> WHAT YOU SHOULD DO: Transcribe the material in full, exactly as written.

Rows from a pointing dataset
>> START

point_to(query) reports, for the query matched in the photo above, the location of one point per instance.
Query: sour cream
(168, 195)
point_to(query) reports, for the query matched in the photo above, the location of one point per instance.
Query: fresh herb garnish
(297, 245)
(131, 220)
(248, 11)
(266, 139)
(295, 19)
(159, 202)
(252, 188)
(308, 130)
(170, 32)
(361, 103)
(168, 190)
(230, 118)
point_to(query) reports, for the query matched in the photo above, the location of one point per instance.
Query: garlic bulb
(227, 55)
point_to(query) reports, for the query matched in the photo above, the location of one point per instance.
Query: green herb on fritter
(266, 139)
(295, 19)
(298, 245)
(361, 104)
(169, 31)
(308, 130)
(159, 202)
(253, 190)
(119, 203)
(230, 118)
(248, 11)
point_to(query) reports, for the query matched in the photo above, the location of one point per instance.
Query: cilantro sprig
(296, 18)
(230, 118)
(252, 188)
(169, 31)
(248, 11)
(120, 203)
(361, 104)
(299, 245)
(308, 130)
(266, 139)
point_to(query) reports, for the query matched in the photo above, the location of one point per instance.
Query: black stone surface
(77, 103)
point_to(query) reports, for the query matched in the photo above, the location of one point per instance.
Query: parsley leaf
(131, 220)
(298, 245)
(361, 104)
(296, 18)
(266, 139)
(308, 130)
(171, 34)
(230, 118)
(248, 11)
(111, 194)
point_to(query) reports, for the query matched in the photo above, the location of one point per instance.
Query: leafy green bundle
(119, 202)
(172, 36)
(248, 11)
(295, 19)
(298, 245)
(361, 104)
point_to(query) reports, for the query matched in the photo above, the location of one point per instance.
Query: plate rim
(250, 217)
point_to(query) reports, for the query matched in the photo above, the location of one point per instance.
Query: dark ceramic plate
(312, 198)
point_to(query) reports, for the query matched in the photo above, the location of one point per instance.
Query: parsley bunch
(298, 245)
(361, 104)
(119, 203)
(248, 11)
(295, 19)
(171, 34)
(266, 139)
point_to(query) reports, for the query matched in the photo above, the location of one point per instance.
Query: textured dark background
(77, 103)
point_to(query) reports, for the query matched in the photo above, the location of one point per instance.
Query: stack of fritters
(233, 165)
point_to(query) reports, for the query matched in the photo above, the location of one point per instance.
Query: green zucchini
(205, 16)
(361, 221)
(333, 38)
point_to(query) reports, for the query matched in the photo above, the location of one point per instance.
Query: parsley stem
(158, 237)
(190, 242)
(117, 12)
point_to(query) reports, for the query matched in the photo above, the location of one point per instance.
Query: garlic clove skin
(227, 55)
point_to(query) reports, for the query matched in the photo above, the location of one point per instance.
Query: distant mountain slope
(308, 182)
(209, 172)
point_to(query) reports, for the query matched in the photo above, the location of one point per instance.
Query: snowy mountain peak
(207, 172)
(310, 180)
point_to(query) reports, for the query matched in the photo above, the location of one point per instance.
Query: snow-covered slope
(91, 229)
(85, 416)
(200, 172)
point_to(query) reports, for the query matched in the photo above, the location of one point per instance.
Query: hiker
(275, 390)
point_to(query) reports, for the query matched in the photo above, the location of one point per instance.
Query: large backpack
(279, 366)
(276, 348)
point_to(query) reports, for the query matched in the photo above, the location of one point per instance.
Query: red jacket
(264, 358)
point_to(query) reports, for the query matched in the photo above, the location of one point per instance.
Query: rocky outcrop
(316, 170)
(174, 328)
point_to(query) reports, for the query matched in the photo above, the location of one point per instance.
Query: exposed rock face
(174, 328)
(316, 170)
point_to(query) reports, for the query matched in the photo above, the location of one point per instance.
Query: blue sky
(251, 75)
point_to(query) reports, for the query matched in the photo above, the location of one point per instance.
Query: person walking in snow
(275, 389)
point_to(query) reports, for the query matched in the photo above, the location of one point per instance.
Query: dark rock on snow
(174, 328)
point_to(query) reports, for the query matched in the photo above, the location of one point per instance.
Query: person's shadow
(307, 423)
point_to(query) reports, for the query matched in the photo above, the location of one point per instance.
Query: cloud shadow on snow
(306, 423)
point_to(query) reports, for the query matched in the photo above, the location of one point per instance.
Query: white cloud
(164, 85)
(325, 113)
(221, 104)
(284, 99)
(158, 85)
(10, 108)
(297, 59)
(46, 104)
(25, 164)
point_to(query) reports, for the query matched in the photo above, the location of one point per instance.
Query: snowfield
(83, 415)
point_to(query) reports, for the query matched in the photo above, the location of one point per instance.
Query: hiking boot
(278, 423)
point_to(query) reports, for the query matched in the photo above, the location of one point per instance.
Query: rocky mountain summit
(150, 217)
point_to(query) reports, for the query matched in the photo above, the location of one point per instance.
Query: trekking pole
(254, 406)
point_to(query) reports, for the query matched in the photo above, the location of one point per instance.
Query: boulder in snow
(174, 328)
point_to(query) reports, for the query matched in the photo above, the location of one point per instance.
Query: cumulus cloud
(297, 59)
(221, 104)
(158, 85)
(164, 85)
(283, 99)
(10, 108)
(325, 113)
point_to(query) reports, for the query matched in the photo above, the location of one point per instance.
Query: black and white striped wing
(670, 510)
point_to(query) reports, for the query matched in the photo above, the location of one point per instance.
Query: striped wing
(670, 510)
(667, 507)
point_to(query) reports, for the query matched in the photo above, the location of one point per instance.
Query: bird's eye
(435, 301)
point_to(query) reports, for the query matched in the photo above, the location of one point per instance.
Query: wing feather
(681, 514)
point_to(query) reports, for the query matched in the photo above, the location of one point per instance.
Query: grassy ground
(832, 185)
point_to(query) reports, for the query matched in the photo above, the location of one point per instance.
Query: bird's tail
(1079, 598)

>> END

> ANSWER BELOW:
point_to(query) reports, for the query matched in the photo above, the location of one point per instance.
Query: sour cream
(168, 195)
point_to(query) reports, for the query matched in the photo above, the location of one point per instance.
Query: fresh herb garnish
(297, 245)
(131, 220)
(248, 11)
(266, 139)
(295, 19)
(159, 202)
(252, 188)
(308, 130)
(170, 32)
(361, 103)
(168, 190)
(230, 118)
point_to(query) reports, for the query matched in the photo above, the location of one point per instance.
Query: garlic bulb
(227, 55)
point_to(query) reports, for the query matched in the photo above, the location of one point per instance.
Query: green herb on fritter
(266, 139)
(295, 19)
(298, 245)
(361, 104)
(169, 31)
(308, 130)
(159, 202)
(253, 190)
(119, 203)
(230, 118)
(248, 11)
point_to(query) reports, for the query matched in the photo above, the location of one point per instance.
Query: cilantro sprig
(296, 18)
(230, 118)
(252, 188)
(169, 31)
(248, 11)
(120, 203)
(361, 104)
(299, 245)
(308, 130)
(266, 139)
point_to(query) reports, for the query matched in the photo above, the location of one point per instance.
Query: black stone surface
(77, 103)
point_to(query) reports, for the query matched in the photo above, the location of one point per instance.
Query: parsley leaf
(131, 220)
(298, 245)
(361, 104)
(296, 18)
(266, 139)
(308, 130)
(171, 34)
(230, 118)
(248, 11)
(111, 194)
point_to(query) reports, for the query matched in the photo above, the location of one point per instance.
Query: leafy green bundle
(119, 202)
(172, 36)
(248, 11)
(295, 19)
(298, 245)
(361, 104)
point_to(query) reports, for the query matched in the photo above, the location of one point per instance.
Query: plate rim
(250, 217)
point_to(query) reports, for the query matched in the photo above, the location of one point per instance.
Query: dark ceramic plate
(312, 198)
point_to(query) reports, for the query matched in the photo above, the location of one point per instance.
Query: parsley bunch
(298, 245)
(361, 104)
(119, 203)
(248, 11)
(295, 19)
(171, 34)
(266, 139)
point_to(query) reports, for the query matched in the photo above, the location of one point per instance.
Query: textured dark background
(77, 103)
point_to(query) reports, for the query matched in the photo above, the location of one point per instance.
Query: stack of fritters
(233, 165)
point_to(query) reports, for the query matched in the photo above, the location of one point per instance.
Query: green zucchini
(205, 16)
(361, 221)
(333, 38)
point_to(query) reports, for the query matched in the photo above, the location of one point per instance.
Query: parsley stem
(158, 237)
(190, 242)
(117, 12)
point_to(query) reports, for the query matched in the photo above, the location of one point per instance.
Query: garlic clove skin
(227, 55)
point_to(query) reports, for the query matched in the photo above, the location of one point per instance.
Query: distant mountain slope
(308, 182)
(209, 172)
point_to(query) reports, for the query matched in the photo above, the location of one point per instance.
Query: snowy mountain peak
(207, 172)
(310, 180)
point_to(query) reports, for the query matched in the photo above, the location of one point per instance.
Query: snow-covered slope
(91, 229)
(85, 416)
(200, 172)
point_to(query) reports, for the query matched in the photo above, the location of one point per instance.
Query: hiker
(275, 390)
point_to(query) reports, for the query matched in the photo above, the location of one point per instance.
Query: large backpack
(279, 366)
(276, 348)
point_to(query) reports, for the query matched in the photo above, the location of one point per instance.
Query: red jacket
(264, 358)
point_to(query) reports, for the query matched in the photo above, the location of one point per instance.
Query: rocky outcrop
(316, 170)
(174, 328)
point_to(query) reports, for the query matched in the photo above, the location of one point per instance.
Query: exposed rock face
(174, 328)
(316, 170)
point_to(query) reports, for the query matched in the photo above, the location of one point per instance.
Query: blue sky
(251, 75)
point_to(query) reports, for the query matched in the photo above, the location of one point per instance.
Query: person walking in snow
(275, 389)
point_to(query) reports, for the query matched in the photo above, the location of one point per instance.
Query: dark rock on snow
(174, 328)
point_to(query) reports, for the query matched in the photo above, the location of one point per instance.
Query: person's shadow
(307, 423)
point_to(query) reports, for the query matched in the photo above, the location of one point per instance.
Query: cloud shadow on snow
(306, 423)
point_to(query) reports, for the query matched in the photo above, the location of one point per instance.
Query: white cloud
(164, 85)
(325, 113)
(221, 104)
(284, 99)
(158, 85)
(10, 108)
(297, 59)
(46, 104)
(25, 164)
point_to(query) reports, for the query matched in the photo above, the location of one point per instance.
Query: snowfield
(83, 415)
point_to(query) reports, for the query matched in the photo above, the location of one point per instance.
Query: hiking boot
(278, 423)
point_to(query) reports, for the query matched in the photo above, the location of one point per instance.
Query: rocky mountain summit
(150, 217)
point_to(query) reports, for the query matched in the photo above, the location of one point per instance.
Query: trekking pole
(254, 406)
point_to(query) reports, for the query matched in the photo above, the location of one point per instance.
Query: boulder in snow
(174, 328)
point_to(query) reports, for the query matched in the photo above, the location of one point per instance.
Query: cumulus cloud
(297, 59)
(221, 104)
(158, 85)
(164, 85)
(283, 99)
(10, 108)
(325, 113)
point_to(query) reports, for the query matched in the photo above, the location of one point per instance.
Query: black and white striped wing
(670, 510)
point_to(query) reports, for the query matched in the photo above, the location of one point per instance.
Query: striped wing
(670, 510)
(667, 507)
point_to(query) reports, for the query matched in the photo above, the location of one point per instance.
Query: bird's eye
(435, 301)
point_to(query) reports, for the query matched in the photo above, the location of one point per instance.
Query: wing feather
(681, 514)
point_to(query) reports, for the query matched in the photo above, the location of one point per instance.
Query: grassy ground
(832, 185)
point_to(query) reports, for the query matched in the photo above, the location of one point per instance.
Query: bird's tail
(1079, 598)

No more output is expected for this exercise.